── Given records
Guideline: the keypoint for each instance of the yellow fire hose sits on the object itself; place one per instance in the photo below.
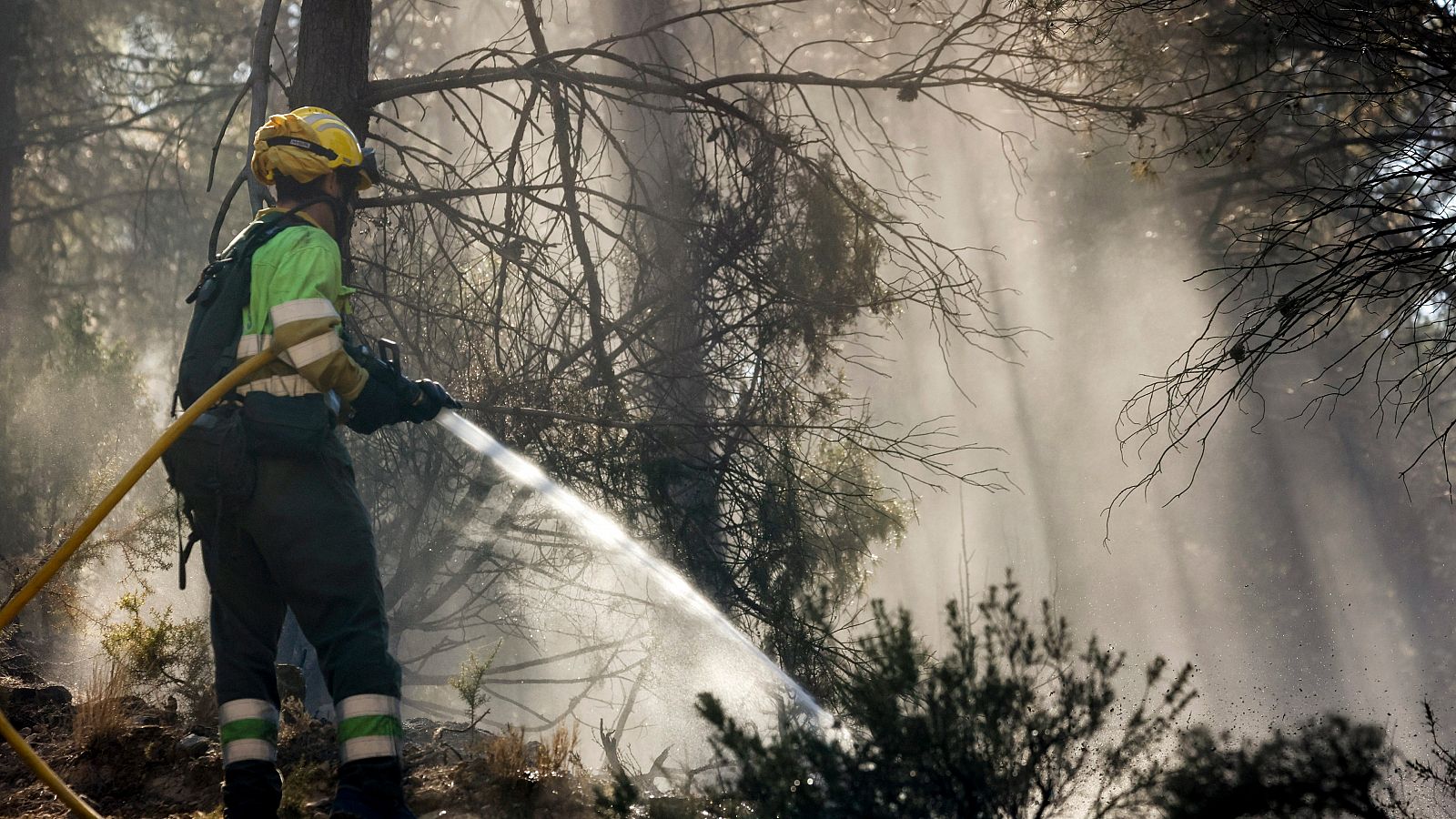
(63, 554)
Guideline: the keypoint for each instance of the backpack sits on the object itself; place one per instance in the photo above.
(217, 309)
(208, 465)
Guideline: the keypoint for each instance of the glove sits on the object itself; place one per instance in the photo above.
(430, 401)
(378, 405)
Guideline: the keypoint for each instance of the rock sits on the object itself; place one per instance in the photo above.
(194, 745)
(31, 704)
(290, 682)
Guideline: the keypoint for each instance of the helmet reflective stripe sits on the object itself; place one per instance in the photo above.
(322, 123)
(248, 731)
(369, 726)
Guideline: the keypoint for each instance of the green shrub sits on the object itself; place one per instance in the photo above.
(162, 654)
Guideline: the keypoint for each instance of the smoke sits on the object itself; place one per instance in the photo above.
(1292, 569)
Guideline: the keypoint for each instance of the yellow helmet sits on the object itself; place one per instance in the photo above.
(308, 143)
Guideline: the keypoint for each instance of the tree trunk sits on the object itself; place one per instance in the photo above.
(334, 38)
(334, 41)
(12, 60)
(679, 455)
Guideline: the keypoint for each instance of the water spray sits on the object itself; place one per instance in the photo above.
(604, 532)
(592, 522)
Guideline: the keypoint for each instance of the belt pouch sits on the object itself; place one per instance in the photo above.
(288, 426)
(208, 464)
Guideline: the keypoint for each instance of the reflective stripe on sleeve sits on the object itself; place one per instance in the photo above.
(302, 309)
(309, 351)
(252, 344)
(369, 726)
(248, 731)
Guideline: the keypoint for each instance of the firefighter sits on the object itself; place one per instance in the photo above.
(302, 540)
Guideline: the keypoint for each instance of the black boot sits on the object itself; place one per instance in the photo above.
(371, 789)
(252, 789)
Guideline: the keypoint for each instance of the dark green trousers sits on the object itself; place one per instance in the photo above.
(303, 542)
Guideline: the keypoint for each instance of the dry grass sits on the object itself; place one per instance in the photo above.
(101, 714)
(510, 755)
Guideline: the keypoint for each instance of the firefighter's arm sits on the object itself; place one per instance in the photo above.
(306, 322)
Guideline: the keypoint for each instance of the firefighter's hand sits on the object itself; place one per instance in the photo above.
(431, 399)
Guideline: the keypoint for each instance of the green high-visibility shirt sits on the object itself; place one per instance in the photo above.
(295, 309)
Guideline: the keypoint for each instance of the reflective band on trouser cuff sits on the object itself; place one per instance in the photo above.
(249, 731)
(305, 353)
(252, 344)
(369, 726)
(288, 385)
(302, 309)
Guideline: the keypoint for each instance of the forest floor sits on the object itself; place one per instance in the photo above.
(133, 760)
────
The problem:
Each line of the material goes into your copy unchanged, but no picture does.

Result for this task:
Guideline: the keypoint for each instance of the yellow fire hose sits on the object itself; place one per instance in the photo below.
(63, 554)
Guideline: the keypoint for each instance of the backpack sits on the object itself; place one per instance in the photo above.
(217, 309)
(208, 465)
Guideline: the keypoint for each instance of the glove sits on the object itself; place one per instance in the photo above.
(430, 401)
(378, 405)
Guideline: the keypoint for each instance of the rock sits on the object itself; place one per instance in the photo above.
(194, 745)
(31, 704)
(290, 682)
Guideline: the keypoint for each instance of the helmet reflective stripe sits on the object itself; place one per instance in the photo above.
(322, 123)
(248, 731)
(369, 726)
Guideline: the keypoint for each instance of the green shrub sits on the object itself; place one per instance in the photo above.
(162, 654)
Guideline: the keypoint for each instance of the smoke sits on the object itself; place one per instance in the photo above.
(1292, 569)
Guideline: the keypoint for each instance of the yellow helmet sits on the object itself; place one per instance in the photo above.
(308, 143)
Guideline: the keypoint for each instance of the tree trunk sits on the object itself; place one per instance in the photo above.
(334, 38)
(334, 41)
(12, 60)
(679, 455)
Guideline: the keypoint for each instance of the water spray sits on the object itself; place one per instance in the photo above.
(604, 532)
(592, 522)
Guideline: the keypoint for each instance of the belt pouch sits on the object itself; place one per instance in the photo above.
(288, 426)
(208, 464)
Guideline: the keypoint for each instance of the reflective stripe on sleeve sits on the object itself; place one per instance in the photo above.
(302, 309)
(309, 351)
(252, 344)
(369, 726)
(248, 731)
Guideline: the keypoint for each instance of the firefighter sits on the object itself; place one per instance in the photo above.
(302, 540)
Guideline: the keypoint for each instance of the black boot sits on the object itself; place one per instance in the photo above.
(371, 789)
(252, 789)
Guideline: the keypoint for each instance of the dark green trousers sits on the object itself; place one per instance in the photo above.
(303, 542)
Guideline: the keypoint for each instance of the dry grass sits on the object itself; place one per instance in the photo above.
(101, 714)
(510, 755)
Guideline: the keypoint for each instance of the firefighter's arm sits on the object itself; place one per instance in the photo above.
(306, 322)
Guideline: the keypoint for each instance of the firefighter's hand sits on the object itself; place one per instance in the photo above.
(431, 399)
Guideline: the keypoint for each instance of the green high-visibility shirt sits on the object itself; place one per instance in the photo above.
(295, 309)
Guideline: the keypoint for each instance of the reflective band on trouser cuff sits on the object itself; place one per instance in the photo above.
(249, 731)
(305, 353)
(252, 344)
(369, 726)
(288, 385)
(302, 309)
Guideline: the keypoint for each instance of the forest floor sits on the object itself; place one per instance in the photo above.
(133, 760)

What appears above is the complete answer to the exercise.